[Stored items from a collection]
..............................

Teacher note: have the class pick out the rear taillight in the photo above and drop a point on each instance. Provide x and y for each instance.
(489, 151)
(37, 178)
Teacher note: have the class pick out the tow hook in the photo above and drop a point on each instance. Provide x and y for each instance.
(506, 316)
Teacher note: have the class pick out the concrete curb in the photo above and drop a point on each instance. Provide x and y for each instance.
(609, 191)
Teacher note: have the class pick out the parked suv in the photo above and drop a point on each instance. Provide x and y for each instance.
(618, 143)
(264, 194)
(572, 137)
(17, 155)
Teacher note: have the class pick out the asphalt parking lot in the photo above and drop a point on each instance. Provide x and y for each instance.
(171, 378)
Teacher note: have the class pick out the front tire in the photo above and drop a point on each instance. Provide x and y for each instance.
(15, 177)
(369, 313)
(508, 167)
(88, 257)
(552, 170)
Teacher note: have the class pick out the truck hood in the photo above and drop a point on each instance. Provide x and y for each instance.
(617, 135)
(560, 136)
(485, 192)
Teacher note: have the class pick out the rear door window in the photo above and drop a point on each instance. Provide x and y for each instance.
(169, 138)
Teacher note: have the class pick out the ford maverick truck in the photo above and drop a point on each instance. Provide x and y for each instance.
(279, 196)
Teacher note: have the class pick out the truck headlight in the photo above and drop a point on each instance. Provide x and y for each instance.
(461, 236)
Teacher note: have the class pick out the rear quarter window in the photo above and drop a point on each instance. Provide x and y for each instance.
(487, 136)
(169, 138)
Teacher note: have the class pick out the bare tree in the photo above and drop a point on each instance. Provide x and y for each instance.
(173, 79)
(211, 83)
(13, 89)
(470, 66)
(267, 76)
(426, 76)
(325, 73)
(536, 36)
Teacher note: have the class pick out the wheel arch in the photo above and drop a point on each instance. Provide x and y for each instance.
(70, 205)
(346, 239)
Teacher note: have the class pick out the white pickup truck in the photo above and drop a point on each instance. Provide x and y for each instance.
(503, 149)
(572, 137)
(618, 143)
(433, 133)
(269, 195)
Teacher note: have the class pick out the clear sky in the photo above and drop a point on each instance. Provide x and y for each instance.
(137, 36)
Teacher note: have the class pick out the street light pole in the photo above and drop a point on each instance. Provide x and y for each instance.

..............................

■ EXERCISE GOAL: Could you retype every record above exactly as it appears?

■ EXPECTED OUTPUT:
Teacher note: have the class pick out the rear taillight in the photo above and drop a point on each instance. Provide x and y for each instance.
(489, 151)
(37, 178)
Teacher note: have the class pick out the tow hook in the photo above and drop a point on each instance. Provide x and y for each instance.
(506, 316)
Teacher note: have the class pick out the concrete curb in the photo above and drop a point on each instance. Provide x and y for each instance.
(609, 191)
Teacher note: have the class pick out the parked suv in the photo above and drop a point on each instance. Provide x and y for each instance.
(618, 143)
(264, 194)
(572, 137)
(17, 155)
Teacher note: have the class pick out the asphalt parking lot in the photo above and drop a point on each instance. Provide x and y for each instance.
(171, 378)
Teacher note: have the class pick out the front tire in the photo above and drop a point on each instance. Provide x and y for each instance.
(15, 177)
(369, 313)
(508, 167)
(88, 257)
(552, 170)
Teacher note: have the class pick out the truck hood in the photo above and drop a point on each instance. Provide x and y for each instance.
(617, 135)
(560, 136)
(485, 192)
Teacher note: have the class pick out the rear door window in the photo above and drop a point on each instance. Provide x and y for each instance.
(169, 138)
Teacher note: have the class pick out the ford maverick truck in the photo above and drop a point on each instance. Provide x and y for each instance.
(279, 196)
Teacher note: have the class pick out the truck headlight in the photo above and drop a point on each instance. Provide x and y for each instance.
(461, 236)
Teacher note: have the class pick out the rear quarter window in the photo above and drop a point on each instance. Provide x and y for each instance.
(487, 136)
(169, 138)
Teacher note: have the class pick out the bare tree in the photo above and drop a point on each instance. Provide x and y for each instance.
(173, 79)
(211, 83)
(13, 89)
(470, 66)
(267, 76)
(426, 76)
(325, 73)
(536, 36)
Teacher note: have the class pick out the wheel arch in the photo above and drop a point on each instance. Provide x and y for each instance.
(70, 205)
(346, 239)
Teacher note: have the class pick out the white pickup truck in the photo above and drop a point on each instance. Provide x and y for each instance.
(503, 149)
(572, 137)
(618, 143)
(433, 133)
(269, 195)
Teacher note: have the class pick out the clear sky in the photo above and drop a point on each instance. Provide x and y for each instance.
(137, 36)
Teacher note: have the class pick out the street light pole in the photo above and drop a point on each instance. Provide x and y for each instance.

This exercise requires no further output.